▶ [Problem description]:
Scale the records below from the line containing "Could you mark every instance of the weathered" through the end of the records, reproducing every line, requests included, with each x and y coordinate in the answers multiplied by 0.65 and rounded to a whole number, halves rounding up. Leave the requests and their format sample unchanged, and return only these lines.

....................

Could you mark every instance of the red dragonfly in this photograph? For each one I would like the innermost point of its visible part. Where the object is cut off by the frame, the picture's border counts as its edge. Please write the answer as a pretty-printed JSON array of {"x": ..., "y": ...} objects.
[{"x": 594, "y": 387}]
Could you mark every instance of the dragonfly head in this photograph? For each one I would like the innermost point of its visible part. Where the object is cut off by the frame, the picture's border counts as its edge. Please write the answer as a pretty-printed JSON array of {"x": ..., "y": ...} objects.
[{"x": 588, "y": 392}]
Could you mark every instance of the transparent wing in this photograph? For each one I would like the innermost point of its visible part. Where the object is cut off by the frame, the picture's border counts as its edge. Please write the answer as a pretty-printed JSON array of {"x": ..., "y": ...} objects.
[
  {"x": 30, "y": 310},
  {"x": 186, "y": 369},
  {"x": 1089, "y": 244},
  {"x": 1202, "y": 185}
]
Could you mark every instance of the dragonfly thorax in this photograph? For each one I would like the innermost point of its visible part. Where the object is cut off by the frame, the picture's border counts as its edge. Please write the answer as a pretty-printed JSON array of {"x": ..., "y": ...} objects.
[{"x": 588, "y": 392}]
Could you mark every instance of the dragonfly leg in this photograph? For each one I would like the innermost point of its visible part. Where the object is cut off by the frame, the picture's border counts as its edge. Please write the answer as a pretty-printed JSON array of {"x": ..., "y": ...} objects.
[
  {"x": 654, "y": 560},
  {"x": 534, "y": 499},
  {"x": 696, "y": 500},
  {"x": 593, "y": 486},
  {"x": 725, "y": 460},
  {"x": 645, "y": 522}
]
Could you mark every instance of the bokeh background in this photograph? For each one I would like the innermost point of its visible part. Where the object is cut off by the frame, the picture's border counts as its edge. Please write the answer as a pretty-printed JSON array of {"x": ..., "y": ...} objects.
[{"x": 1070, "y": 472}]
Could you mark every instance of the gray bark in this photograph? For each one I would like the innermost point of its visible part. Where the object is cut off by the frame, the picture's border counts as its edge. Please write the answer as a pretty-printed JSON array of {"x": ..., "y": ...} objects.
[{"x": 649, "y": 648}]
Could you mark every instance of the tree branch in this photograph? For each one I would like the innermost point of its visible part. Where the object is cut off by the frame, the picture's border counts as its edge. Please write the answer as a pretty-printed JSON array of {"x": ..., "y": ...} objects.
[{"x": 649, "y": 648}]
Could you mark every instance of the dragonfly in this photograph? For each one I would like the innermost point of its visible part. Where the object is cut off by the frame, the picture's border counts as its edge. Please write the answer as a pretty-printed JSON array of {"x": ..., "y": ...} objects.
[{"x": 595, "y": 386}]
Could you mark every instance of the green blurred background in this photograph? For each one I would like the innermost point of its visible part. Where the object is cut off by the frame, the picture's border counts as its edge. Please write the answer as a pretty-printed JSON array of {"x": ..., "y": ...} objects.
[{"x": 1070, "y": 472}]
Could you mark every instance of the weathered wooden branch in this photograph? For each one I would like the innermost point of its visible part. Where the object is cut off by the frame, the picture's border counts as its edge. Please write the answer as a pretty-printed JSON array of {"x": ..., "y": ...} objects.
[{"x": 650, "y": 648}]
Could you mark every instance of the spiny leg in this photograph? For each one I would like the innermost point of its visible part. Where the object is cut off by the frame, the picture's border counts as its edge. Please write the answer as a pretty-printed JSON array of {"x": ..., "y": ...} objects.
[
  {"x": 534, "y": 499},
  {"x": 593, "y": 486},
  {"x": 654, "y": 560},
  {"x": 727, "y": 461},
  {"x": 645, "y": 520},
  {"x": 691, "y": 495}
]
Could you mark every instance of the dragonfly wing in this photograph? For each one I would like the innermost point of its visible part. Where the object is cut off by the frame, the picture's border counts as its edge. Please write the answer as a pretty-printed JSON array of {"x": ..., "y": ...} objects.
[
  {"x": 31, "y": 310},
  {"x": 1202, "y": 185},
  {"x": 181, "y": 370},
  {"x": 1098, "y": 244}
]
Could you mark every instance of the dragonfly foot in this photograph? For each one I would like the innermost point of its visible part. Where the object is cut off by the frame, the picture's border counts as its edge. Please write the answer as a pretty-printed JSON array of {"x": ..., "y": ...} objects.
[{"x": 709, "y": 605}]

....................

▶ [Problem solution]:
Could you mark every instance of the weathered wooden branch in this photograph? For each one I would like the innermost point of its visible part. Where the object is cut off by the frame, the picture's border counts as its edge. Please write the answer as a pretty-printed JSON array of {"x": ..., "y": ...} objects.
[{"x": 423, "y": 421}]
Could you mark every instance of the spiny leg in this photograph? For each one I would like the innermost point of its visible part. Where the object is cut off by the frame, the picture's border counts as its edge. Please write the answer as a pretty-printed JSON array of {"x": ..., "y": ...} objects.
[
  {"x": 347, "y": 324},
  {"x": 385, "y": 316},
  {"x": 425, "y": 364},
  {"x": 473, "y": 300},
  {"x": 419, "y": 338},
  {"x": 449, "y": 322}
]
Could you mark every instance of the dragonfly wing in this photograph? For each one I would like the innermost point of its visible part. Where the object is cut off by the frame, the picture's border counts as its edge. Please write the answer as a pretty-printed JSON array of {"x": ..., "y": ...} objects.
[
  {"x": 20, "y": 202},
  {"x": 781, "y": 120},
  {"x": 118, "y": 241},
  {"x": 714, "y": 159}
]
Could you mark every instance of the dragonfly foot in this photograph? For each one I would like the innermost point of its visible part. Where the object is cut off by the frame, the picture's border counts as its edge. Please write the answer as a pretty-printed JSON array of {"x": ..., "y": ...} objects.
[{"x": 461, "y": 393}]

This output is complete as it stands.